__EXERCISE INPUT__
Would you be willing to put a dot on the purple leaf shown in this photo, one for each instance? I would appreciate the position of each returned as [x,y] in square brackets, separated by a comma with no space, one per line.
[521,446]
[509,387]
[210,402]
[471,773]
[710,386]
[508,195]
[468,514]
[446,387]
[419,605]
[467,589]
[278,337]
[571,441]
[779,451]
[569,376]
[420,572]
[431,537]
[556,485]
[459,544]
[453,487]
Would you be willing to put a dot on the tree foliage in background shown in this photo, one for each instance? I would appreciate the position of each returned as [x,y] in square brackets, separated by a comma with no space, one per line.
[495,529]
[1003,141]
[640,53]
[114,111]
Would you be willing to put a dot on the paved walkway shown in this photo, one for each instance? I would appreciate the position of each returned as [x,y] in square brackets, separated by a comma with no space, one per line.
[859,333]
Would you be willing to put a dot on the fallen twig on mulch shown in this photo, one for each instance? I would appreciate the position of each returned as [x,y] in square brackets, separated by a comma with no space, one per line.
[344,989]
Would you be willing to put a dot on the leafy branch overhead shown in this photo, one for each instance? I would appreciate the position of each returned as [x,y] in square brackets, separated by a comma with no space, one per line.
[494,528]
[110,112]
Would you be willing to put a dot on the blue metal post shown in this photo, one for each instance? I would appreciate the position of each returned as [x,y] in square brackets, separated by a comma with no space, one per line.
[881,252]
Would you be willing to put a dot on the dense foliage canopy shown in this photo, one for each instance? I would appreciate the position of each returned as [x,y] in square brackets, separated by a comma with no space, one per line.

__TASK DETAILS__
Reproduce every line of the entries, requests included, for the stretch from the line that contains "Would you be willing to put a dot on the leafy" through the end of the entries. Multiply each coordinate in the answers by 1.8 and round it to a whole number, with halves rounding up, and leave the request lines unchanged.

__EXERCISE RESULT__
Would you be willing to put a dot on the leafy branch overhead shown in this photo, one for each instance? I would appreciate the position of each returned as [x,y] in square brackets, separated by a comma with no space, one per line.
[889,950]
[198,202]
Would you be willing to put a dot on the blue metal post shown in this photo, one for each instance? I would appreciate the position of each returned as [x,y] in square brackets, separated by a comma with no space, one per line.
[1586,454]
Would you be willing to put a dot on the dense foliage canopy shown in this photo, one for each instance? I would appreciate the position of each returned as [x,y] in square brackets, separated by a comma with no space, one per line.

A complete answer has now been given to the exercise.